■ **EXTRACT TO READ**
•••••
Was There Ever A Yellowstone On Mars?

Editor's Note: Yellowstone Caldera Chronicles is a weekly column written by scientists and collaborators of the Yellowstone Volcano Observatory. This week's contribution is from R. Greg Vaughan, research scientist with the U.S. Geological Survey, and Steve Ruff, associate research professor in the School of Earth and Space Exploration at Arizona State University.

Today, Mars is a cold and dry planet with a very thin, low-pressure atmosphere. It has water, but it's all frozen, locked up in underground ice (like permafrost) and in polar ice caps. But billions of years ago Mars had a thicker atmosphere and a warmer and wetter climate. It also used to have active volcanoes. So, with all that heat, and all that water, is it possible that there were once hot springs on Mars? And how could we find out?

Mars has been a fascination for centuries, with early telescopic observations and fantastically speculative (and as it turns out, fictional) stories about possible canals and intelligent life forms. Modern Mars exploration began in the 1960s with spacecraft flybys, then in the following decades with orbiters, landers, and finally robotic rovers. There are currently seven active spacecraft orbiting Mars and two robotic “geologists” roving the surface, named Curiosity and Perseverance.

With all the images and data collected by these satellites and robotic explorers, we now have a good idea of what Mars is like on the surface. There is no evidence for canals or complex lifeforms, but there is plenty of evidence for active surface processes, like wind, dust devils, migrating sand dunes, and landslides. There is also evidence for past volcanism, such as large volcanoes and lava flows, and evidence for past flowing liquid water, such as river channels and delta deposits. The evidence for past liquid water also includes a variety of hydrated minerals, hydrothermal alteration minerals, and silica deposits. It’s the silica deposits, discovered in 2007 by the Mars Exploration Rover, Spirit, that make you sit up and say, “Wow! Like in Yellowstone?”
•••••
■ **SUPPLIED ENTRIES**

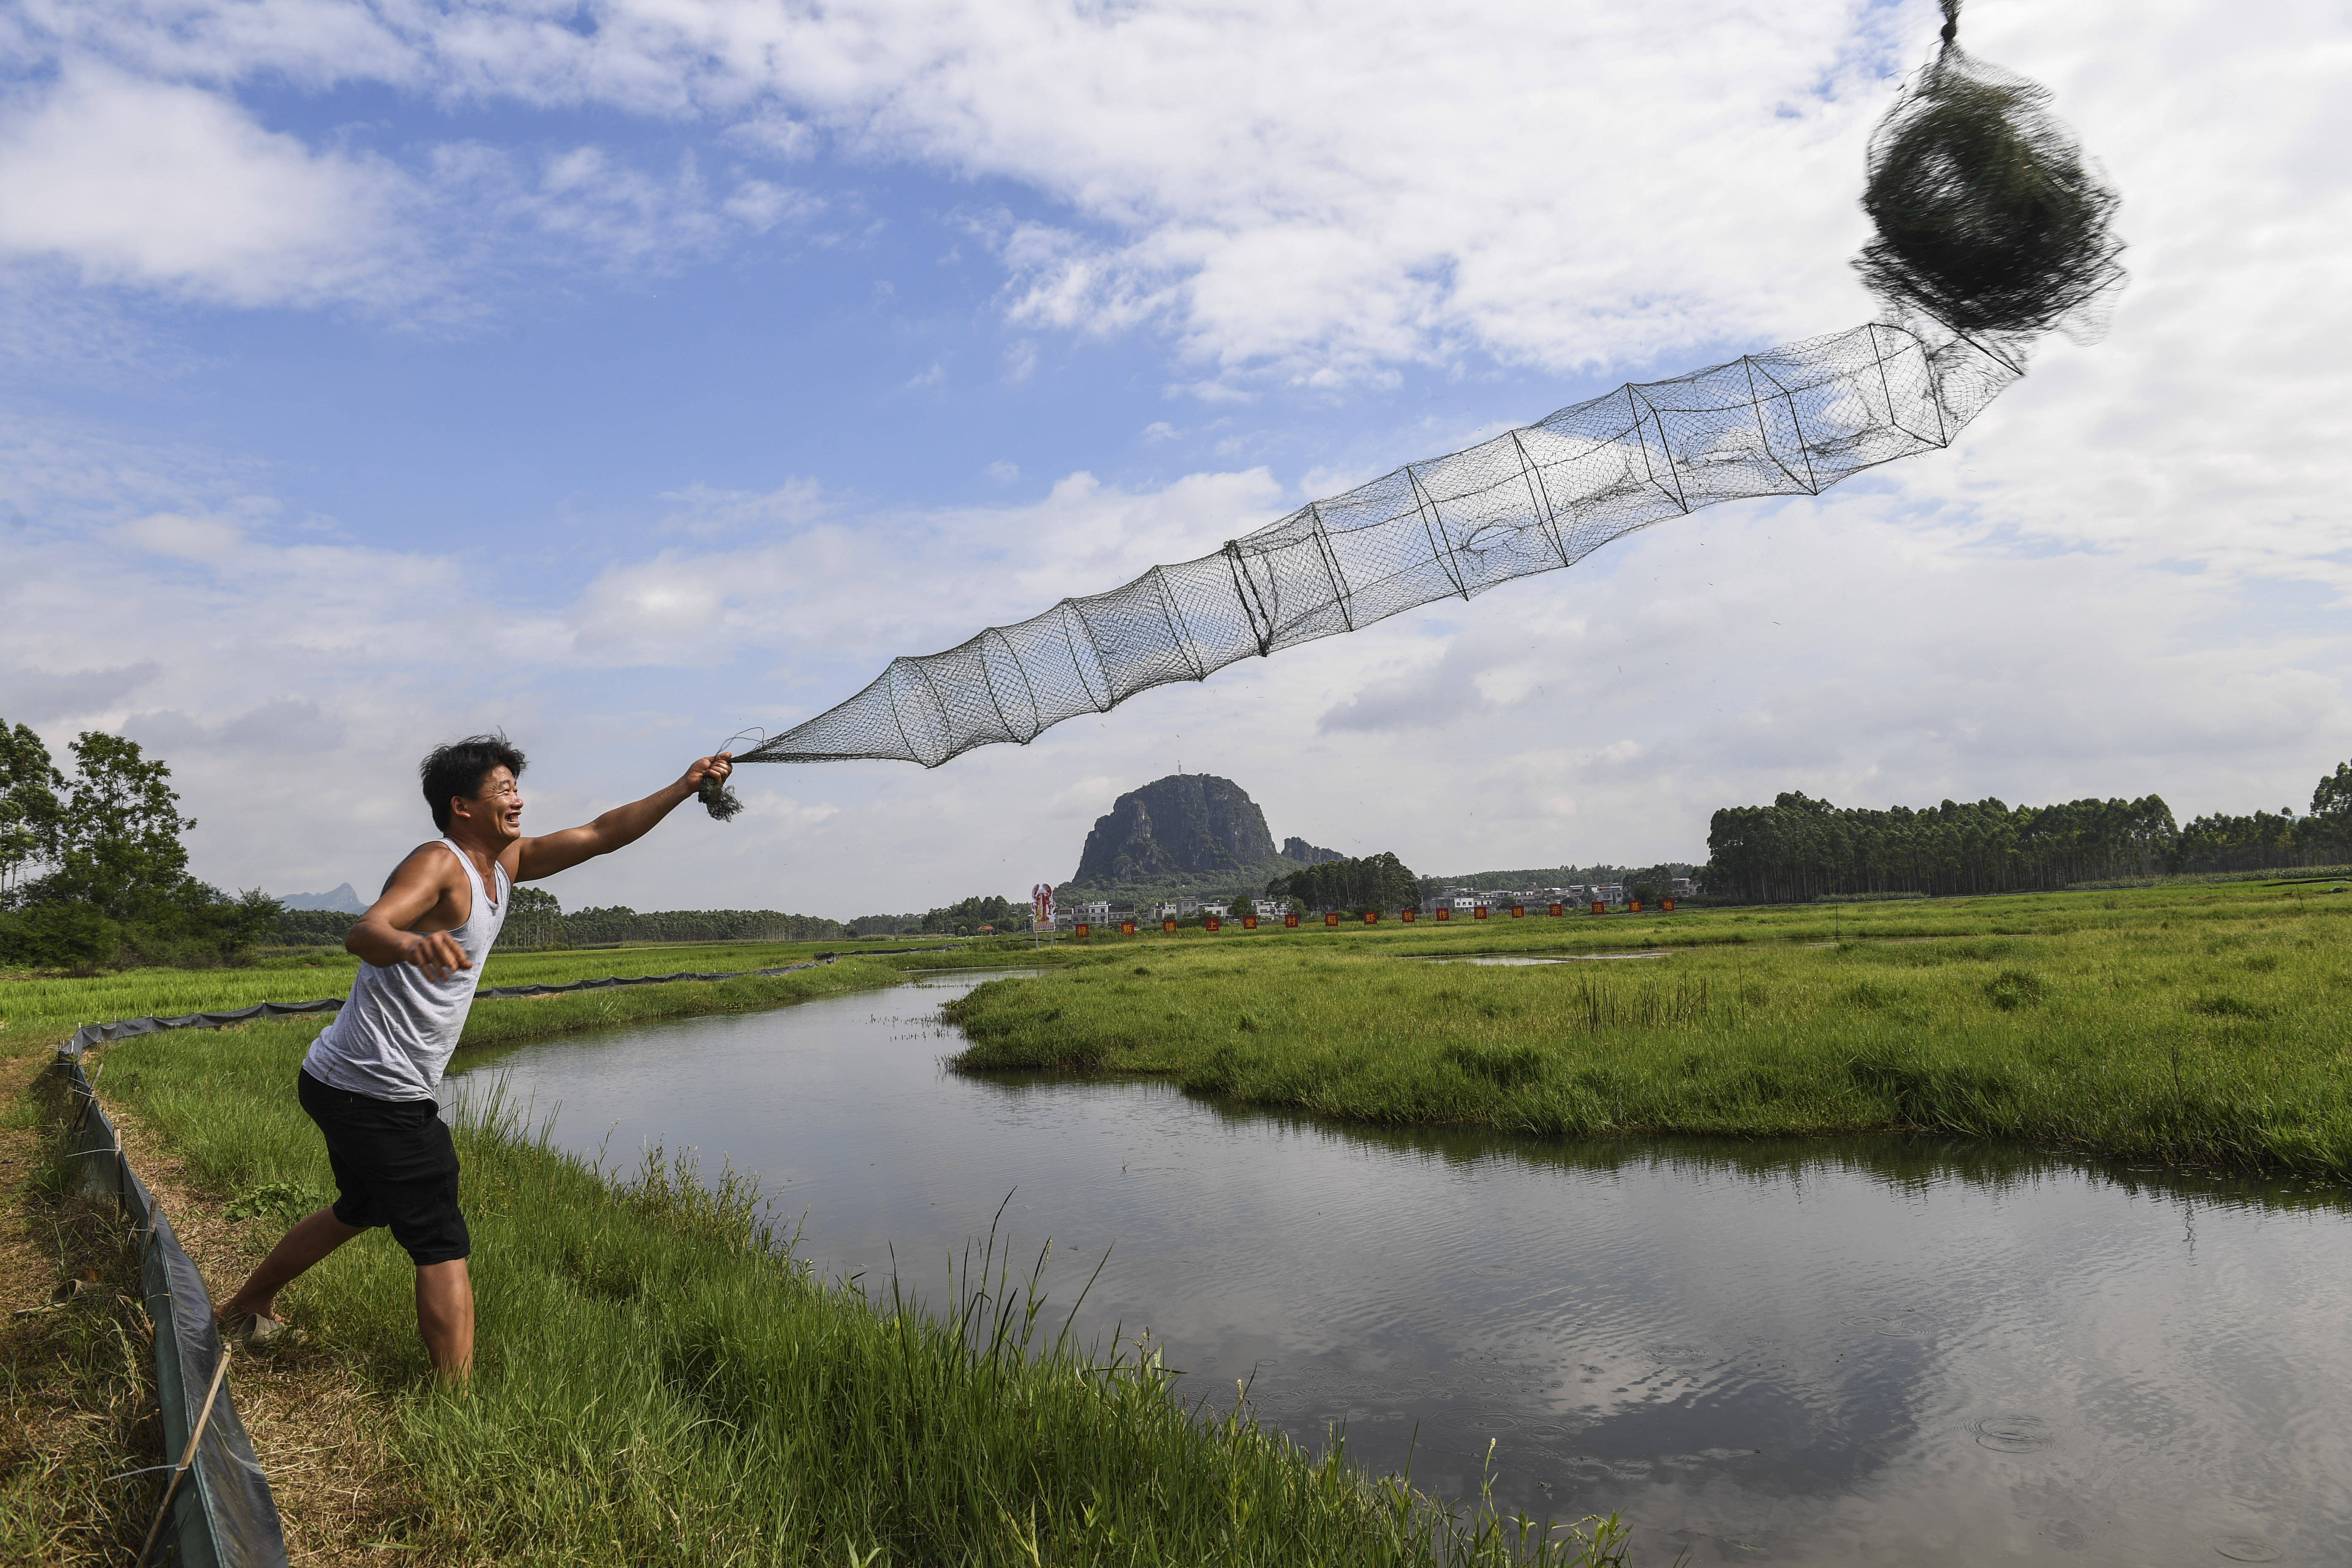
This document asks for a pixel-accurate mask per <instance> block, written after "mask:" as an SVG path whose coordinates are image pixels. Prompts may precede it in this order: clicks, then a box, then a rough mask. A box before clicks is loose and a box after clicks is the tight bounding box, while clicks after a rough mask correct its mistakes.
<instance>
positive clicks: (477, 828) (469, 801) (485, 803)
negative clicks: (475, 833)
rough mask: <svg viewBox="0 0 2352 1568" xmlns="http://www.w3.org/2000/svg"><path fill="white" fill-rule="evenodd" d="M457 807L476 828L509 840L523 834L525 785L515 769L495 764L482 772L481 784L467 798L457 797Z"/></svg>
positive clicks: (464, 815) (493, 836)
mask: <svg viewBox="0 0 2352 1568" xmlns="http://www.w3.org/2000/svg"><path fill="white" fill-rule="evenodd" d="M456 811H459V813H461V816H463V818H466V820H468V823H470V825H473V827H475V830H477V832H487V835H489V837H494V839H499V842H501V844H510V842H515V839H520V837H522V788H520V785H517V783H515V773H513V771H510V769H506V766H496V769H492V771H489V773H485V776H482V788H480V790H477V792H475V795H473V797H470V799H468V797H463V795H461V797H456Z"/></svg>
•••••
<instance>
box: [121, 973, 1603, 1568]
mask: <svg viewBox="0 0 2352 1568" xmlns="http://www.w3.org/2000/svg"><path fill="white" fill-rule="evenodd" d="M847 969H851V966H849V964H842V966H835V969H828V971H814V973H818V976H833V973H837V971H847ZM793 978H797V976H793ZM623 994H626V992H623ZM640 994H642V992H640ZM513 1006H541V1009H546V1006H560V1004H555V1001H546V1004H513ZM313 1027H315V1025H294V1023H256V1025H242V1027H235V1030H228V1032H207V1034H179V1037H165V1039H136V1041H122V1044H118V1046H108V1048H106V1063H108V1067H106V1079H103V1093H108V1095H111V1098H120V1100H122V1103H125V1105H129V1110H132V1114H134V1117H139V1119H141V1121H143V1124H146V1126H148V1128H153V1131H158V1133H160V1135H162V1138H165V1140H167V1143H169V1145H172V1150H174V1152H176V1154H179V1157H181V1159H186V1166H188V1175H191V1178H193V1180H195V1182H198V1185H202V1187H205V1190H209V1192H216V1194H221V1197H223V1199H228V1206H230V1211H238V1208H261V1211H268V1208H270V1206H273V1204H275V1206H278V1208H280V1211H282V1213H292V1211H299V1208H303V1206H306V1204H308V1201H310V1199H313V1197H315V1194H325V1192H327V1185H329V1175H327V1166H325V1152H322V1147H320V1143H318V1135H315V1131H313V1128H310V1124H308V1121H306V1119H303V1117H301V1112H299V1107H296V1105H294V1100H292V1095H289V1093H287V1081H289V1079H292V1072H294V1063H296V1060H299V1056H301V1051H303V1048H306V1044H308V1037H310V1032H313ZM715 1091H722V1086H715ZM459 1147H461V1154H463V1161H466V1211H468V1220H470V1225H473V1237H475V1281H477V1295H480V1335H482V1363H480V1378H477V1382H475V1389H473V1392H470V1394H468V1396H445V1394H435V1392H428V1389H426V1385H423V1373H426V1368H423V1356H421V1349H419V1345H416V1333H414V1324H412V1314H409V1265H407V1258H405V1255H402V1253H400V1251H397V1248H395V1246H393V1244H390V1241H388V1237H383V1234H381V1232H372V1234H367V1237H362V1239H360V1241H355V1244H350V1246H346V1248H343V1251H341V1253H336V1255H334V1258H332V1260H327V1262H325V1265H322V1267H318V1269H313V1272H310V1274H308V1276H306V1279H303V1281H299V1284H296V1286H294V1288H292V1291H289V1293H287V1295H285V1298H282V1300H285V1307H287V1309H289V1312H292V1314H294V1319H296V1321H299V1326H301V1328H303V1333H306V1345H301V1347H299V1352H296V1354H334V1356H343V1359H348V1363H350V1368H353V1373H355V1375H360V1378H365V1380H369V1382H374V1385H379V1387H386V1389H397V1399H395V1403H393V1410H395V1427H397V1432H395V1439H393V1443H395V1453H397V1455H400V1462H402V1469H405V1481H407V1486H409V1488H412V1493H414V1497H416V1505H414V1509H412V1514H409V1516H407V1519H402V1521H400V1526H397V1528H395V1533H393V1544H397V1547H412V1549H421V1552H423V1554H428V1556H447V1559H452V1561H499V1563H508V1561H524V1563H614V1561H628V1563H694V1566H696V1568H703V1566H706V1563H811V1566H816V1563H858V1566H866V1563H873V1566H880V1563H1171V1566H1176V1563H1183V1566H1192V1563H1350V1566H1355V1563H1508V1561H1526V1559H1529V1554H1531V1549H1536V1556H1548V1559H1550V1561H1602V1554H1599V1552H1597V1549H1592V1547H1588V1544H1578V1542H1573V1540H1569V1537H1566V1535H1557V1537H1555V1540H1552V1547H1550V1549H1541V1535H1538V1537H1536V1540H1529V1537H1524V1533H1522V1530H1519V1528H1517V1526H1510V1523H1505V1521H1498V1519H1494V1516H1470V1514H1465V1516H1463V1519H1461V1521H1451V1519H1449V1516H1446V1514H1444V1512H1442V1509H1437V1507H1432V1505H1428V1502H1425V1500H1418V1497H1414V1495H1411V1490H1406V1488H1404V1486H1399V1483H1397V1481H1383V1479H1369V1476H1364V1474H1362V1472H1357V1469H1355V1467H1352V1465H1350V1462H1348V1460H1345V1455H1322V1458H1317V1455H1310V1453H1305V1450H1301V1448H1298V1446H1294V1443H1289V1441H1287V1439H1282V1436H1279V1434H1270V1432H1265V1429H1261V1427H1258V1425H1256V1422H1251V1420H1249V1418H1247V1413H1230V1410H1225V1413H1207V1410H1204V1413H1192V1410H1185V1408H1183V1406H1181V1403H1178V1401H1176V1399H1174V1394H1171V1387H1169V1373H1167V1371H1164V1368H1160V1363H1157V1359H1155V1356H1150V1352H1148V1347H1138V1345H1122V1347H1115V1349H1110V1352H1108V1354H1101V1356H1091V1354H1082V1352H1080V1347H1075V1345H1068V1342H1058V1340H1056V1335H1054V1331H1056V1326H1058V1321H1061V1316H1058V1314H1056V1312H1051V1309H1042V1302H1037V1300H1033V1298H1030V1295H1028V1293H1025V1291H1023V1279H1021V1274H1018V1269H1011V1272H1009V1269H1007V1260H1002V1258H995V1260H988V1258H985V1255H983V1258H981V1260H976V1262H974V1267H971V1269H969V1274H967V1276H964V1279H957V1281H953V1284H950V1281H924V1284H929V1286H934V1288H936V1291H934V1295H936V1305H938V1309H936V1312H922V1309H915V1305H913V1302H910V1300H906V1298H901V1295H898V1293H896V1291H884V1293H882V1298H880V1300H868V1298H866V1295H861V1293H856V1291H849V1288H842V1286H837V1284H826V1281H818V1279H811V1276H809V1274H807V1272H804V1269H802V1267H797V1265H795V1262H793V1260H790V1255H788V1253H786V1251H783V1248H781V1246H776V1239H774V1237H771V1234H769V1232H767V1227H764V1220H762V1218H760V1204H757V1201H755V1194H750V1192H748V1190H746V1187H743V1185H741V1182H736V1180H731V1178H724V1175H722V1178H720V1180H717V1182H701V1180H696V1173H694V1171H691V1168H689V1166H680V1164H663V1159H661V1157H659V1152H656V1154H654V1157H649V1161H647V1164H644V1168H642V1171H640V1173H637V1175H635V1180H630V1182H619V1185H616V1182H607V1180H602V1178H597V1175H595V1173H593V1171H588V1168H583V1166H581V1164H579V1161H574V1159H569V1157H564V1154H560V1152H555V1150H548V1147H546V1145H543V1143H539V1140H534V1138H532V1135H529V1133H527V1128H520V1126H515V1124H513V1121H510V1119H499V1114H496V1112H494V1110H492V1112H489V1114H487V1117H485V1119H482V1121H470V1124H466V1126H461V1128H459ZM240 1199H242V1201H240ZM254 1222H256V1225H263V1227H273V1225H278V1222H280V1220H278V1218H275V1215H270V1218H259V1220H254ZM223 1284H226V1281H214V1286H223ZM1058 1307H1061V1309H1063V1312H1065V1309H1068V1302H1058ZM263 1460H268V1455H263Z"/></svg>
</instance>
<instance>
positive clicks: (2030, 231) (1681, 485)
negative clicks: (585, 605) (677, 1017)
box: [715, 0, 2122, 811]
•••••
Print the part of the Mars hot springs column from "Was There Ever" down to "Arizona State University.", word for word. The records have nothing to do with what you are asked to do here.

Was There Ever A Yellowstone On Mars?

Editor's Note: Yellowstone Caldera Chronicles is a weekly column written by scientists and collaborators of the Yellowstone Volcano Observatory. This week's contribution is from R. Greg Vaughan, research scientist with the U.S. Geological Survey, and Steve Ruff, associate research professor in the School of Earth and Space Exploration at Arizona State University.